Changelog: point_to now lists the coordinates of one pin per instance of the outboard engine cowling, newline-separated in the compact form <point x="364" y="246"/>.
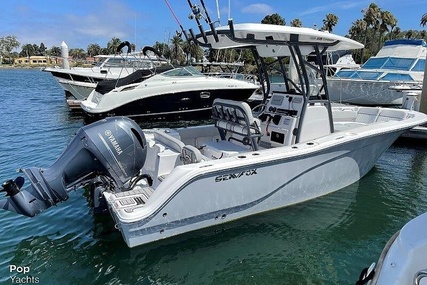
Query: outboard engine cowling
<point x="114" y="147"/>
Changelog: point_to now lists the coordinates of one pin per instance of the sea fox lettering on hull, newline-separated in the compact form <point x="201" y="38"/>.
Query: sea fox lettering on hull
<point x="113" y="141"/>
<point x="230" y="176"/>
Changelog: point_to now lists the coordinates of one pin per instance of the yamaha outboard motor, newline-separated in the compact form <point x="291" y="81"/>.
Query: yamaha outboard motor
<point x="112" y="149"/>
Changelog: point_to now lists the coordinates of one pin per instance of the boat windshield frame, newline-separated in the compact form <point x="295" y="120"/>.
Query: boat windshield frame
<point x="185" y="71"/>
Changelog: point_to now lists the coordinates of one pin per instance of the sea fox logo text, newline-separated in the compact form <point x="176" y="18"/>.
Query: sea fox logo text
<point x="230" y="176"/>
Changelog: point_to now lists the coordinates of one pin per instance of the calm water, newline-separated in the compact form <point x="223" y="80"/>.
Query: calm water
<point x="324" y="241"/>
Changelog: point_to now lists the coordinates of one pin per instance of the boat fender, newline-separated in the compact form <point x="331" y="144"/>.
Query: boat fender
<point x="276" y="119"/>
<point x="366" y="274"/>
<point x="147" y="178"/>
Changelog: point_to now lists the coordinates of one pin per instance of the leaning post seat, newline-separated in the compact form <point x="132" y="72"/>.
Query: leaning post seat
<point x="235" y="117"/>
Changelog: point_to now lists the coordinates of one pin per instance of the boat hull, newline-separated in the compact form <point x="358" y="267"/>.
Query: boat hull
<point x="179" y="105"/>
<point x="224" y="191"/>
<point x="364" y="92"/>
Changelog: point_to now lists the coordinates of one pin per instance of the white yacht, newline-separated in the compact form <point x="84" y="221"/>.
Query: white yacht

^^^^^^^^^^^^^^^^

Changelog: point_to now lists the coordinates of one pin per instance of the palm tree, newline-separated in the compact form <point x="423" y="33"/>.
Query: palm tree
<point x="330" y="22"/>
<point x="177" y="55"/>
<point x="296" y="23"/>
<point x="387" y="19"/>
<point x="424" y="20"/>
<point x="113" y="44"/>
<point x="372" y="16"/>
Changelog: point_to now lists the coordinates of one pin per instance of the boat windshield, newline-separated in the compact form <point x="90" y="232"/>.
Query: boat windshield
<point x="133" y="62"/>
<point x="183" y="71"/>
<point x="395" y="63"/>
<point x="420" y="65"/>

^^^^^^^^^^^^^^^^

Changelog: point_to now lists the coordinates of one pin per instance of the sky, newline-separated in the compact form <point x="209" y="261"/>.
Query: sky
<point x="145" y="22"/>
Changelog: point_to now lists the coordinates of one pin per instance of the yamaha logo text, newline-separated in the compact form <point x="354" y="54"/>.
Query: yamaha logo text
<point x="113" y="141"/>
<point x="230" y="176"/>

^^^^^^^^^^^^^^^^

# What you need to do
Look above for the line holding "Query: outboard engine cowling", then set down exactly that line and every line after it up to and including the line holding "on hull, newline-separated", with nothing else.

# Solution to this problem
Query: outboard engine cowling
<point x="114" y="147"/>
Changelog: point_to now lists the coordinates of one pin per instance of the sea fox lettering on hull, newline-separated in the compact form <point x="201" y="38"/>.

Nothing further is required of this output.